Collected data:
=-=-=-=-=

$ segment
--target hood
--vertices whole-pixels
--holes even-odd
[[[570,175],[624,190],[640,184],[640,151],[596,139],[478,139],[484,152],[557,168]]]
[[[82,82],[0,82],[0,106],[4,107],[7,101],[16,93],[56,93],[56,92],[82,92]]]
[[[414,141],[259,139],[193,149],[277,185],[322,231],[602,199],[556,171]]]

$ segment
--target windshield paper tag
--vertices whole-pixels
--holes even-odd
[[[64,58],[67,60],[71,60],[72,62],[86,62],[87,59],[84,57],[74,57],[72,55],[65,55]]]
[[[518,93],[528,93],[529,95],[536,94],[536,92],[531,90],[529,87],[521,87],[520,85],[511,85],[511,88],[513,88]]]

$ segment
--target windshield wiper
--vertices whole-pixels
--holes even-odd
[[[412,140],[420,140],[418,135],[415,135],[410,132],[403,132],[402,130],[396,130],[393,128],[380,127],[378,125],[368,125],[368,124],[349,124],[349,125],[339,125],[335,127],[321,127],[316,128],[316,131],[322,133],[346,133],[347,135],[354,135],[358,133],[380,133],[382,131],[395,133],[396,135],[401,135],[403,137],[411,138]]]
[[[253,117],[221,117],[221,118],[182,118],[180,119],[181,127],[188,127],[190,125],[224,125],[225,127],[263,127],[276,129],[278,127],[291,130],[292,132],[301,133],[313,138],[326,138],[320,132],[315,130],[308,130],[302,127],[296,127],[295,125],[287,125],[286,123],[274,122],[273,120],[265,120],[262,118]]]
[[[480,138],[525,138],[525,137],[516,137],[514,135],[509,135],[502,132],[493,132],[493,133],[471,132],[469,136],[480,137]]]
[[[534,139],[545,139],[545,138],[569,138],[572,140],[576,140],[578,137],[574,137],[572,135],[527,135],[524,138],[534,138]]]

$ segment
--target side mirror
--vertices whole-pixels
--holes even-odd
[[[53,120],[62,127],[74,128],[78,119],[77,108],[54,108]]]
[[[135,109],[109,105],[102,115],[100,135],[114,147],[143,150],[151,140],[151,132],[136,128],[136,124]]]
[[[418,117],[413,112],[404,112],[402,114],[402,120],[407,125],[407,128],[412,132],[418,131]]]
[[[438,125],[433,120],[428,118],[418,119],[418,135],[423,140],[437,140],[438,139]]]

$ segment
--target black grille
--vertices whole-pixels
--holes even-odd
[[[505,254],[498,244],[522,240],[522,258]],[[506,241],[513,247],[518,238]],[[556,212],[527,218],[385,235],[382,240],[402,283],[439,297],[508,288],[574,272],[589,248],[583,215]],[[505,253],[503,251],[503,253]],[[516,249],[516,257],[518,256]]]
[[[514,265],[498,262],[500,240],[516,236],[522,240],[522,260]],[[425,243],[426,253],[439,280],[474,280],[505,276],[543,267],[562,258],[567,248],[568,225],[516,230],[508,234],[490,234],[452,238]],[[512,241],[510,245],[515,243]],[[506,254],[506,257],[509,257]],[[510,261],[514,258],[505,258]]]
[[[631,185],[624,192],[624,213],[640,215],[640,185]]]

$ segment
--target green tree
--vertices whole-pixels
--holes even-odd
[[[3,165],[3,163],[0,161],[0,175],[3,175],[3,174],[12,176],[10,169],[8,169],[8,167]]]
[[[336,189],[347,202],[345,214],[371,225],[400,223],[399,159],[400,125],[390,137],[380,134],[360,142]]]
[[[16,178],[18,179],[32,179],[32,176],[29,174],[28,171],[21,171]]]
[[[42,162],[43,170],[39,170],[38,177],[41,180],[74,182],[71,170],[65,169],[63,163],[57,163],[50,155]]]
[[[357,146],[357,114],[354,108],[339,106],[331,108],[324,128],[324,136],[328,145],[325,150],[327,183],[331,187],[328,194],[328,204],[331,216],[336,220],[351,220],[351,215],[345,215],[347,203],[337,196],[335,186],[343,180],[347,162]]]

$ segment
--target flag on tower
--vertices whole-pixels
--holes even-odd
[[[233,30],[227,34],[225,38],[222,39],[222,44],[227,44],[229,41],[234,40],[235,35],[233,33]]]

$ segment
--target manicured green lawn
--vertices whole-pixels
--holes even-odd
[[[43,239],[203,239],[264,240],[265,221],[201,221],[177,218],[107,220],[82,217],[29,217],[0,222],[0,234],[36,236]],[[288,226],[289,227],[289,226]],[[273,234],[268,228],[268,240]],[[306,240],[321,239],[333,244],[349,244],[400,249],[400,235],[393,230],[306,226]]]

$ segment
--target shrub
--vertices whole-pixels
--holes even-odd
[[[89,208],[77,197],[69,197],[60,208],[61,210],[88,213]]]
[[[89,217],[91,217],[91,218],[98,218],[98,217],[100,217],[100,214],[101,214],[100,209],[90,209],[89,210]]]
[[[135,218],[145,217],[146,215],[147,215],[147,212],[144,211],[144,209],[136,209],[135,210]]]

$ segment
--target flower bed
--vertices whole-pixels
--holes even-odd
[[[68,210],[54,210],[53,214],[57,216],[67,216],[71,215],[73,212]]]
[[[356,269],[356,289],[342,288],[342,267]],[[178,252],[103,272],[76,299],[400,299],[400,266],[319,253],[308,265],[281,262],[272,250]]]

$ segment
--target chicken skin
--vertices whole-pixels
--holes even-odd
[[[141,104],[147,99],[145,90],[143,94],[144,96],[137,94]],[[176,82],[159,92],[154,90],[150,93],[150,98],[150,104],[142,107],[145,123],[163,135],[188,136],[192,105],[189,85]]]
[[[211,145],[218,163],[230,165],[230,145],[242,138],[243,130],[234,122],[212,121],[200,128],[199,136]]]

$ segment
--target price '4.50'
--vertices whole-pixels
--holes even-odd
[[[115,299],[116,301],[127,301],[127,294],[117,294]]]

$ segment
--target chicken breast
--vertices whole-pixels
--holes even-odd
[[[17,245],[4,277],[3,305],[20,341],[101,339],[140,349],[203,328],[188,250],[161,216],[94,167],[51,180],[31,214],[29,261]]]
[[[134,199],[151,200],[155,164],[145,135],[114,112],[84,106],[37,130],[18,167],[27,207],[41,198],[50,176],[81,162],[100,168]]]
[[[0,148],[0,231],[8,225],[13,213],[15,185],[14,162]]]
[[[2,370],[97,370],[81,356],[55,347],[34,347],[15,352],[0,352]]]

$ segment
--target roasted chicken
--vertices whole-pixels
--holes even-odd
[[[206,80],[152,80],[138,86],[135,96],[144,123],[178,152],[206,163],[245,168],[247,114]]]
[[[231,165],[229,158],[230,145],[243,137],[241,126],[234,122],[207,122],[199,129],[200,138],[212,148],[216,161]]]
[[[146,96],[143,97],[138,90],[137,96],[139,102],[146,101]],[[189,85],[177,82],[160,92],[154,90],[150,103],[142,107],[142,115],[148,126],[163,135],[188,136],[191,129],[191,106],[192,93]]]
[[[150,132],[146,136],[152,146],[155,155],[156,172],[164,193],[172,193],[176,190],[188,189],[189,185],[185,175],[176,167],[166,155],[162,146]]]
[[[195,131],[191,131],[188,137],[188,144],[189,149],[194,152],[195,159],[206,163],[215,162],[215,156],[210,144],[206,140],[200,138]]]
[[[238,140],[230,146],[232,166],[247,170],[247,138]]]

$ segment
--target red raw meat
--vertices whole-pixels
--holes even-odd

=-=-=-=-=

WORK INSTRUCTIONS:
What you need to do is repeat every record above exactly.

ANSWER TO THE PROBLEM:
$ segment
--target hood
--vertices whole-pixels
--holes even-odd
[[[570,175],[624,190],[640,184],[640,151],[596,139],[478,139],[484,152],[557,168]]]
[[[82,82],[0,82],[0,106],[4,107],[7,101],[16,93],[56,93],[56,92],[82,92]]]
[[[414,141],[259,139],[193,149],[277,185],[322,231],[602,199],[556,171]]]

$ segment
--target windshield paper tag
--vertices whole-pixels
--holes even-odd
[[[64,58],[67,60],[71,60],[72,62],[86,62],[87,59],[84,57],[74,57],[72,55],[65,55]]]
[[[518,93],[528,93],[529,95],[536,94],[536,92],[531,90],[529,87],[521,87],[520,85],[511,85],[511,88],[513,88]]]

$ segment
--target windshield wiper
--vertices whole-pixels
--holes even-odd
[[[412,140],[420,140],[418,135],[415,135],[410,132],[403,132],[402,130],[396,130],[393,128],[380,127],[378,125],[368,125],[368,124],[349,124],[349,125],[339,125],[335,127],[321,127],[316,128],[316,131],[322,133],[346,133],[347,135],[354,135],[358,133],[380,133],[382,131],[395,133],[396,135],[401,135],[403,137],[411,138]]]
[[[253,117],[221,117],[221,118],[182,118],[180,119],[181,127],[188,127],[190,125],[224,125],[225,127],[263,127],[276,129],[278,127],[291,130],[292,132],[301,133],[313,138],[326,138],[320,132],[315,130],[308,130],[302,127],[296,127],[295,125],[287,125],[286,123],[274,122],[273,120],[265,120],[262,118]]]
[[[480,138],[525,138],[525,137],[516,137],[514,135],[509,135],[502,132],[493,132],[493,133],[471,132],[469,136],[480,137]]]
[[[534,139],[545,139],[545,138],[569,138],[572,140],[576,140],[578,137],[574,137],[572,135],[527,135],[524,138],[534,138]]]

$ segment
--target side mirror
--vertices whole-pixels
--holes even-odd
[[[53,120],[62,127],[74,128],[78,119],[77,108],[54,108]]]
[[[135,109],[109,105],[102,115],[100,135],[114,147],[143,150],[151,140],[151,132],[136,128],[136,124]]]
[[[418,117],[413,112],[404,112],[402,114],[402,120],[407,125],[407,128],[412,132],[418,131]]]
[[[438,125],[433,120],[428,118],[418,119],[418,135],[423,140],[437,140],[438,139]]]

$ segment
--target black grille
--vertices whole-pixels
--holes even-odd
[[[505,254],[498,244],[522,240],[522,258]],[[506,241],[513,247],[518,238]],[[556,212],[527,218],[385,235],[382,240],[402,283],[439,297],[508,288],[574,272],[589,248],[583,215]],[[505,253],[503,251],[503,253]],[[516,249],[516,257],[518,256]]]
[[[514,265],[498,262],[500,240],[516,236],[522,240],[522,260]],[[425,243],[426,253],[439,280],[474,280],[505,276],[543,267],[562,258],[567,248],[568,225],[516,230],[508,234],[490,234],[452,238]],[[512,241],[510,245],[515,243]],[[506,254],[506,257],[509,257]],[[510,261],[514,258],[505,258]]]
[[[631,185],[624,192],[624,213],[640,215],[640,185]]]

$ segment
--target green tree
--vertices whole-pixels
--holes even-odd
[[[3,165],[3,163],[0,161],[0,175],[3,175],[3,174],[12,176],[10,169],[8,169],[8,167]]]
[[[336,189],[347,202],[345,214],[371,225],[400,223],[399,159],[400,125],[390,137],[380,134],[360,142]]]
[[[16,178],[18,179],[32,179],[32,176],[29,174],[28,171],[21,171]]]
[[[42,162],[43,170],[39,170],[38,177],[41,180],[74,182],[71,170],[65,169],[63,163],[57,163],[50,155]]]
[[[357,146],[357,114],[354,108],[339,106],[331,108],[324,128],[324,136],[328,145],[325,150],[327,183],[331,187],[328,194],[328,204],[331,216],[336,220],[351,220],[351,215],[345,215],[347,203],[337,196],[335,186],[343,180],[347,162]]]

$ segment
--target flag on tower
--vertices whole-pixels
--holes even-odd
[[[233,30],[227,34],[225,38],[222,39],[222,44],[227,44],[229,41],[234,40],[235,35],[233,33]]]

$ segment
--target manicured green lawn
--vertices whole-pixels
--holes even-odd
[[[43,239],[203,239],[264,240],[265,221],[201,221],[177,218],[107,220],[82,217],[29,217],[0,222],[0,234],[36,236]],[[288,226],[289,227],[289,226]],[[273,234],[268,228],[268,240]],[[306,240],[321,239],[333,244],[349,244],[400,249],[400,235],[393,230],[306,226]]]

$ segment
--target shrub
--vertices whole-pixels
--holes even-odd
[[[89,208],[77,197],[69,197],[60,208],[61,210],[88,213]]]
[[[89,217],[91,217],[91,218],[98,218],[98,217],[100,217],[100,214],[101,214],[100,209],[90,209],[89,210]]]
[[[135,218],[145,217],[146,215],[147,215],[147,212],[144,211],[144,209],[136,209],[135,210]]]

$ segment
--target flower bed
--vertices whole-pixels
--holes even-odd
[[[68,210],[54,210],[53,214],[57,216],[67,216],[71,215],[73,212]]]
[[[356,269],[356,289],[342,288],[342,267]],[[178,252],[103,272],[76,299],[400,299],[400,266],[319,253],[308,265],[281,262],[272,250]]]

$ segment
--target chicken skin
--vertices whole-pixels
--holes even-odd
[[[141,104],[147,99],[145,90],[143,94],[144,96],[137,94]],[[176,82],[159,92],[154,90],[150,93],[150,98],[150,104],[142,107],[145,123],[163,135],[188,136],[192,105],[189,85]]]
[[[211,145],[218,163],[230,165],[230,145],[242,138],[243,130],[234,122],[212,121],[200,128],[199,136]]]

$ segment
--target price '4.50'
--vertices whole-pixels
--holes even-odd
[[[115,299],[116,301],[127,301],[127,294],[117,294]]]

$ segment
--target chicken breast
--vertices whole-pixels
--holes even-odd
[[[17,245],[4,277],[3,305],[20,341],[101,339],[140,349],[203,328],[188,250],[161,216],[94,167],[51,180],[31,214],[29,261]]]
[[[134,199],[151,200],[155,164],[145,135],[114,112],[84,106],[37,130],[18,167],[27,207],[41,198],[50,176],[81,162],[100,168]]]
[[[0,148],[0,231],[8,225],[13,213],[15,185],[14,162]]]
[[[2,370],[97,370],[81,356],[55,347],[34,347],[15,352],[0,352]]]

$ segment
--target roasted chicken
--vertices whole-pixels
--holes even-odd
[[[206,80],[152,80],[138,86],[135,96],[144,123],[178,152],[206,163],[245,168],[247,114]]]
[[[231,165],[229,158],[230,145],[243,137],[241,126],[234,122],[207,122],[199,129],[200,138],[212,148],[216,161]]]
[[[146,96],[143,97],[138,90],[137,96],[139,102],[146,101]],[[189,85],[177,82],[160,92],[154,90],[150,103],[142,107],[142,115],[148,126],[163,135],[188,136],[191,129],[191,106],[192,93]]]
[[[150,132],[146,136],[152,146],[155,155],[156,172],[164,193],[172,193],[176,190],[188,189],[189,185],[185,175],[176,167],[166,155],[162,146]]]
[[[195,131],[191,131],[188,137],[188,144],[189,149],[194,152],[195,159],[206,163],[215,162],[215,156],[210,144],[206,140],[200,138]]]
[[[238,140],[230,146],[232,166],[247,170],[247,138]]]

$ segment
--target red raw meat
--vertices whole-pixels
--holes even-odd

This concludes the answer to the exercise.